Reproduce verbatim the rows starting at the line containing "Objective — one dot per instance of the bridge" and ending at the last line of the rows, including both.

— start Stored data —

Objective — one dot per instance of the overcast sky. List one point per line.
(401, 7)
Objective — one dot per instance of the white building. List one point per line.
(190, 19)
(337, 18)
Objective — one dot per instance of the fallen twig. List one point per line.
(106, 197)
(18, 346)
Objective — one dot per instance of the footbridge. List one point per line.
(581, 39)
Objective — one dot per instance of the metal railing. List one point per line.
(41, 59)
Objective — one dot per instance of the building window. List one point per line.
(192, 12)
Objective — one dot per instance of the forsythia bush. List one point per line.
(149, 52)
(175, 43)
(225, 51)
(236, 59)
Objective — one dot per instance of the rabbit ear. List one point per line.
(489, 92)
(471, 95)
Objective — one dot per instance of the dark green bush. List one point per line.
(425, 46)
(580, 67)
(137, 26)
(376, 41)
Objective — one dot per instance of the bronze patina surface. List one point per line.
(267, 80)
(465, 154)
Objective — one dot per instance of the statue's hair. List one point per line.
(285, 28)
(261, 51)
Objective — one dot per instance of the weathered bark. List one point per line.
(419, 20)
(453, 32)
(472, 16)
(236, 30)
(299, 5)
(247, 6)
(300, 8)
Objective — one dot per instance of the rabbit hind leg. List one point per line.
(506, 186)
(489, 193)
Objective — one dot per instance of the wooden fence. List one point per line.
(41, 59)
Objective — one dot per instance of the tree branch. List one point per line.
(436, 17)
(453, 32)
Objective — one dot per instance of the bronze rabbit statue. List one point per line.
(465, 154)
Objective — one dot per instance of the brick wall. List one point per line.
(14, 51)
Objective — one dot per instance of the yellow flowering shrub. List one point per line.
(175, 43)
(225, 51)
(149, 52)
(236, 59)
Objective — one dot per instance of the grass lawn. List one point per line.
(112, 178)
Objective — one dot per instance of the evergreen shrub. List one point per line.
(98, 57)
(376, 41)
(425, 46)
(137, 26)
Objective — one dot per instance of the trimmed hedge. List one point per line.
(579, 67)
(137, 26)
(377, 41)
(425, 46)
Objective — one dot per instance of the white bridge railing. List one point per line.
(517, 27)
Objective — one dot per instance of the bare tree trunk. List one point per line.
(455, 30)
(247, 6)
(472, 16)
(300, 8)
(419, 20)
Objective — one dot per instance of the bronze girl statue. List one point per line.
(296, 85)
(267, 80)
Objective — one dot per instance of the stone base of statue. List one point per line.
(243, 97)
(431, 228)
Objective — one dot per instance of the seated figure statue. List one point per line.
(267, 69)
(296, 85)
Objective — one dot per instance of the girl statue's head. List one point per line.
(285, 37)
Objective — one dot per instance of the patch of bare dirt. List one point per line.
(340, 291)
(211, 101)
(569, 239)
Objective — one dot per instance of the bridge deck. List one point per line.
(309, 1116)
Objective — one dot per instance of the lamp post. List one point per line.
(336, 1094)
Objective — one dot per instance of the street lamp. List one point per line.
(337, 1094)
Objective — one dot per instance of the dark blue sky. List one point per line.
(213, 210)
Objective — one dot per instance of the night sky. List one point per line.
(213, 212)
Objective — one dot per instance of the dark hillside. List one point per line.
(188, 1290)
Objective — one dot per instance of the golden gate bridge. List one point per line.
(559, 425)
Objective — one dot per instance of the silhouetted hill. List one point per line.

— end Stored data —

### Result below
Objective — one dot per instance of the bridge deck. List one point per line.
(309, 1116)
Objective — one dot per instance of the lamp post. List one point per line.
(336, 1094)
Objective — one dot per instance of the street lamp. List one point per line.
(337, 1094)
Objective — one dot per instance of the dark blue sky. List one point per line.
(213, 210)
Objective — one dot per instance of the night sky. List one point per line.
(213, 212)
Objective — one dot per instance of the dark hillside. List one point per line.
(188, 1290)
Objective — one dot per instance of the golden gate bridge. List one point per line.
(559, 425)
Objective — one dot per instance of the silhouetted hill. List one point per line.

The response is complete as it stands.